▸ Task details
According to the passage on the ecology of Coccidioides immitis, in which area of California has the rise in disease incidence mainly occurred?

Ecology of Coccidioides immitis: Challenges to detecting this fungal pathogen in soil
The dimorphic, soil-dwelling fungal pathogen Coccidioides spp., the causative agent of coccidioidomycosis, is endemic to semi-arid and arid areas in the southwestern U.S., Mexico and South America. Soil disturbance can lead to air-borne arthroconidia of C. immitis and C. posadasii and when inhaled, can lead to disease. The ongoing drought in the southwestern U.S. together with an increase in soil disturbance and a general population increase has resulted in disease incidence of ~400% in some areas compared to the late 1990’s, primarily in the San Joaquin Valley of California, but also in the Phoenix and Tucson area of Arizona. So far, the presence or absence of the pathogen in the soil could not be linked to specific soil parameter or vegetation cover. Areas that belong to the ‘lower Sonoran life zone’ roughly characterize the region where Coccidioides spp. are endemic. But recently, the pathogen has also been detected outside its known range. An expansion of the pathogen to non-endemic areas is also suspected with the predicted warming of the climate in the southwestern U.S.
Polymerase Chain Reaction (PCR) based methods, including real-time PCR and multiplex PCR, have been developed to detect Coccidioidesspp. in patient specimen, as well as in soil and dust samples, but sensitivity and specificity of diagnostic primer pairs vary and false positive and false negative PCRs are frequently observed.

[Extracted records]
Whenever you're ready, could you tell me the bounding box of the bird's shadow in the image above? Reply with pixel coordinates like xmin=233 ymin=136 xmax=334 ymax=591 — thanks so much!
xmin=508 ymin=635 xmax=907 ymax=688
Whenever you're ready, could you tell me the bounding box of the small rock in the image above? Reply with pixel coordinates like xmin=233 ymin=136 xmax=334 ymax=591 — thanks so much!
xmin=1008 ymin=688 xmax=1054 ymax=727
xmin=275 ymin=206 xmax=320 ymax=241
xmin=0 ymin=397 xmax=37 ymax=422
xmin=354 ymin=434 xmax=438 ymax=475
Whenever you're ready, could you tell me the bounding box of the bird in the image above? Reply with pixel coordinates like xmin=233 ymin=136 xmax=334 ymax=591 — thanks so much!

▸ Final answer
The San Joaquin Valley.